Goal of the exercise: Please reproduce the material below in full, swapping every "lesson" for "exercise" and leaving everything else unchanged.

(Records from a data source)
Start
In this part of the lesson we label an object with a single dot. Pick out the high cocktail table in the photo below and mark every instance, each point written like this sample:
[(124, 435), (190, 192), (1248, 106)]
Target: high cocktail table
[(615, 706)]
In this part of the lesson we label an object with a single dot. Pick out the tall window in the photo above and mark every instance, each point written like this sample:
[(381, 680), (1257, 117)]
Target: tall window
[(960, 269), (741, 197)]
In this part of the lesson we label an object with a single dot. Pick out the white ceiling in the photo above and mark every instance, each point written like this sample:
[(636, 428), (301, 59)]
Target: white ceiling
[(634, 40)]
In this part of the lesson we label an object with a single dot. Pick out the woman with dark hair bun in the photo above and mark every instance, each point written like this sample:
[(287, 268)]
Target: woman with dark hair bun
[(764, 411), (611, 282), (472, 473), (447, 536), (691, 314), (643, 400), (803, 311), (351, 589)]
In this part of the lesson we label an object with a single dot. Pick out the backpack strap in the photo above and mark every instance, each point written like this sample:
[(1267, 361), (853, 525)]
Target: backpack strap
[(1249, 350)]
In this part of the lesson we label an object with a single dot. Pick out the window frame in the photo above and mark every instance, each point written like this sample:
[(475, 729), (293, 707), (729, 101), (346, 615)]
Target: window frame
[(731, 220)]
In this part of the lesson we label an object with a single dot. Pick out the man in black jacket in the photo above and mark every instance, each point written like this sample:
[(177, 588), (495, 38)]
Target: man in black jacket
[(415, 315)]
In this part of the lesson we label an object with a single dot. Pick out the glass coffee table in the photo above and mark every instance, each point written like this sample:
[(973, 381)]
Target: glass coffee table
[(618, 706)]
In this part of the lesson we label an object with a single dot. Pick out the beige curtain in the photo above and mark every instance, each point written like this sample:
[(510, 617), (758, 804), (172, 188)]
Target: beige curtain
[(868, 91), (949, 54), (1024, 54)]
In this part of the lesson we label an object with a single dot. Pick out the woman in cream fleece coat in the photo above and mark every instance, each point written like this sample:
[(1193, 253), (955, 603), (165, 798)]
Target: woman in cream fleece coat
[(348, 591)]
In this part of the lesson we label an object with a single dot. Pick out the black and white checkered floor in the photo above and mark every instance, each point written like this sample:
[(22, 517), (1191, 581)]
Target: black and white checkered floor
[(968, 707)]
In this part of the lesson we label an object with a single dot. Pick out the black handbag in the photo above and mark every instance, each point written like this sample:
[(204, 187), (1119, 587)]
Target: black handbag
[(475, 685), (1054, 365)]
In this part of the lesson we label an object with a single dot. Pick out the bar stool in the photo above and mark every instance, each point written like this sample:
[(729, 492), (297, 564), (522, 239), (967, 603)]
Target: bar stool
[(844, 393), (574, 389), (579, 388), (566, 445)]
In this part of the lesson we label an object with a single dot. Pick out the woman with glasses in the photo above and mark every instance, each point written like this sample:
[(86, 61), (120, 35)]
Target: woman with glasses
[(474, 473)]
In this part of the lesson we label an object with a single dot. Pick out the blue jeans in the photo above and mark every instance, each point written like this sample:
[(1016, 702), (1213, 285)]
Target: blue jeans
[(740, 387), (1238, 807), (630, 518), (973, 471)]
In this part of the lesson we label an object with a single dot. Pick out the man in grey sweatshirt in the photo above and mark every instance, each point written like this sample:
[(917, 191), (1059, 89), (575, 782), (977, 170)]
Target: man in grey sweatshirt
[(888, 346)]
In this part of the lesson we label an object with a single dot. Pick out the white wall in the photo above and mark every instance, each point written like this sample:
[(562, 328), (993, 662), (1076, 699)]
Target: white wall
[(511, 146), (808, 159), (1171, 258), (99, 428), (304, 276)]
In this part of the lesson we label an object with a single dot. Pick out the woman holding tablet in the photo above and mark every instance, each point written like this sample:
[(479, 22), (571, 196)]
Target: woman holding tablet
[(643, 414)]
End
Output for this exercise:
In this part of the exercise we label an object with a single dot. Pick out the high cocktail table in the photo below and mark every instance, each point written like this sample:
[(124, 435), (190, 192), (1248, 106)]
Target: high cocktail table
[(615, 706)]
In this part of the exercise we label an object with a single dot. Pick out the tall window in the photo above and mark every instance, each point written like this sample:
[(381, 680), (1257, 117)]
Target: tall window
[(960, 269), (741, 197)]
In this part of the exercise we label an object with a single dot. Pick out the white ceiling in the photo above and mark every instance, each point written like this sample:
[(636, 428), (301, 59)]
Target: white ceiling
[(634, 40)]
In this part of the exercise we label an object with a single dot. Pick out the woman with dark hair bun in the photo above and mark every instance, each point written like this sample:
[(287, 268)]
Target: woman with dark hair bun
[(764, 411), (611, 282), (472, 473), (447, 536), (691, 314), (643, 400), (803, 311), (351, 589)]
In this part of the exercise we label an object with a single dot. Pick out the backpack strap in the photo above and mark every instance, each point written like this sample:
[(1267, 361), (853, 525)]
Target: backpack strap
[(1249, 350)]
In this part of the exercise we label an object with a single dot. Pick out the window frame in the photo above and mark every instance, each point written like this sample:
[(475, 729), (293, 707), (729, 101), (346, 615)]
Target: window frame
[(731, 220)]
In this part of the exercise we label an object with a single dot. Pick out the man in black jacket in the photo above and mark every instance, each point written like this sample:
[(177, 588), (495, 38)]
Target: man in black jacket
[(415, 315)]
In this part of the exercise we label an object with a single dot. Pick out the glass coffee table in the photo above and mark every instance, each point written like this sample:
[(973, 381)]
Target: glass coffee table
[(618, 706)]
In this part of the exercise we label an object with a single dot. Pick out the beige curtain in the photo above and mark every instance, each point written like this sample:
[(510, 617), (758, 804), (172, 188)]
Target: beige curtain
[(868, 91), (949, 54), (1024, 54)]
In this part of the exercise we label an object with a single dot. Pick out the woman in cream fleece coat in the photo above and mark every instance, each point written like this sample:
[(1193, 253), (955, 603), (165, 798)]
Target: woman in cream fleece coat
[(348, 591)]
In this part of the exercise we label an object with a single dot. Pick out the black and white checkered floor in the photo above and mark every instance, each point written like this sample:
[(22, 517), (1191, 581)]
Target: black and white checkered floor
[(968, 707)]
In this part of the exercise we label an object with a single dot. Pick out the black handbag in the photo above and mark every instance, each point written like this sample:
[(204, 187), (1119, 587)]
Target: black handbag
[(475, 685), (1054, 365)]
In this part of the exercise we label an object with a single dot. Pick out the bar stool in the photo above and mark every instance, each point written like this sample:
[(729, 492), (297, 564), (522, 239), (967, 603)]
Target: bar stool
[(844, 393), (574, 389), (579, 388), (566, 445)]
In this part of the exercise we label an object with a single dot. Pick out the woman with glasses in the photo above and mark every instance, each point written like this sample:
[(86, 61), (120, 35)]
Target: woman with glasses
[(474, 473)]
In this part of the exercise we label an object with a single dot. Pick out the blue jeans in the photo above and mark every instance, each point written like this sample:
[(1016, 702), (1213, 285)]
Target: blue jeans
[(740, 387), (1238, 807), (630, 518), (973, 471)]
In this part of the exercise we label an object with a single dot. Pick out the man in grey sweatshirt in the photo above and mark every instance, each point written like this sample:
[(917, 191), (1059, 89), (575, 782), (977, 170)]
Target: man in grey sweatshirt
[(888, 346)]
In this part of the exercise we label an object with a single dot. Pick out the white wall in the photo above and mark every instance, each point written like this sample:
[(562, 328), (993, 662), (1076, 699)]
Target: white wall
[(511, 146), (808, 159), (1171, 258), (99, 428), (304, 276)]
In this part of the exercise we label an object with a single dot. Pick out the woman holding tablet in the photo above and mark every instance, each point written like this sample:
[(479, 22), (571, 196)]
Target: woman holding tablet
[(643, 414)]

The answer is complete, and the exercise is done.